-- Begin --

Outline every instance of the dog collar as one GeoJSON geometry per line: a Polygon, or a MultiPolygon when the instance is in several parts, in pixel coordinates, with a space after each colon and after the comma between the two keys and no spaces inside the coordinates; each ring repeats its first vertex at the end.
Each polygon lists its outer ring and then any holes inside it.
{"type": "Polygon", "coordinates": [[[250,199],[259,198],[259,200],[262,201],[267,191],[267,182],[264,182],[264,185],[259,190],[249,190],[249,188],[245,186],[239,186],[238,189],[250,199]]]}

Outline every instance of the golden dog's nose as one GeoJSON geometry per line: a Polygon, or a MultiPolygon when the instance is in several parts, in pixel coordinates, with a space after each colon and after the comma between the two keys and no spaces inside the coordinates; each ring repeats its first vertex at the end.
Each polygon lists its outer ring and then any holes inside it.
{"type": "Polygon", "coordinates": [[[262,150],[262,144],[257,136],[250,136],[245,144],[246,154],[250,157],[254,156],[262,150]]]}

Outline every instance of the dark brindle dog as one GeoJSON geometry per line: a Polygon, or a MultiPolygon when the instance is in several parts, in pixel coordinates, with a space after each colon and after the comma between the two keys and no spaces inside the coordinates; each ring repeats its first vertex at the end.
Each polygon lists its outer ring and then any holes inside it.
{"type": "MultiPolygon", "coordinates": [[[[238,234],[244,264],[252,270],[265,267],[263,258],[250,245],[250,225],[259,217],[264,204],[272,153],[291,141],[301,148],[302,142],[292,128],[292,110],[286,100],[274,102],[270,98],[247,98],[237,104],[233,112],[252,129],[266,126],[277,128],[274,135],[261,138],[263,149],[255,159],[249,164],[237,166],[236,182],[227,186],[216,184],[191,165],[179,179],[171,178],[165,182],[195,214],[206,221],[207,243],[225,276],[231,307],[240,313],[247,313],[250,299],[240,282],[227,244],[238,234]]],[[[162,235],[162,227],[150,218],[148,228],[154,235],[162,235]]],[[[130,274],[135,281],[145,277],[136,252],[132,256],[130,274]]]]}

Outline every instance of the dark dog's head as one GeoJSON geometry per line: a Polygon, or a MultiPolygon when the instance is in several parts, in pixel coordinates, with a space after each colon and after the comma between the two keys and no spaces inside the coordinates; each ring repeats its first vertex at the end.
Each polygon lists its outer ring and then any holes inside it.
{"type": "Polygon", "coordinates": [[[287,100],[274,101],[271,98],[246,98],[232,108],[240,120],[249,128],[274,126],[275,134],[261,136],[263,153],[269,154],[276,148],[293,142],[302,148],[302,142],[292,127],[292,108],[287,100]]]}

-- End --
-- Begin --

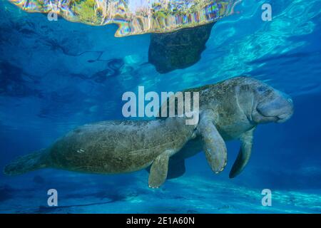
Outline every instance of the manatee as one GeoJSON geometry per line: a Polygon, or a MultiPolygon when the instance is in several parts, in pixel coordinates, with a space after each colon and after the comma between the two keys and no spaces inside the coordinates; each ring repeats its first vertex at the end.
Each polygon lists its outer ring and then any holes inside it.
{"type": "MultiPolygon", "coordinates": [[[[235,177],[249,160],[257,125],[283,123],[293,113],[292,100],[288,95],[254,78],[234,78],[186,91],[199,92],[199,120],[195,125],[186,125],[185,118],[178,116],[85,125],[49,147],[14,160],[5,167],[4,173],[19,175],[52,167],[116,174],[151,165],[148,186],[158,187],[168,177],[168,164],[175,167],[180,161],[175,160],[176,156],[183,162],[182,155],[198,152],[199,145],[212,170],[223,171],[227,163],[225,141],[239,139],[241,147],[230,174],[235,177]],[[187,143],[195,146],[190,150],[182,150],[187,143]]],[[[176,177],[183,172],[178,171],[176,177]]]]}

-- End --
-- Begin --

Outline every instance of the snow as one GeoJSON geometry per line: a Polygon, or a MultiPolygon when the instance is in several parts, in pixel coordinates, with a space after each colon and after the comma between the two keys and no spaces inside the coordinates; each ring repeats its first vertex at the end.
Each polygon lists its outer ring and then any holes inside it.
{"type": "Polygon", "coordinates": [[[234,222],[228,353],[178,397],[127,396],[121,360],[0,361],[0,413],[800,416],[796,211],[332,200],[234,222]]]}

-- End --

How many lines in the data above contain the string "dark"? Case matters, so reply with the number alone.

2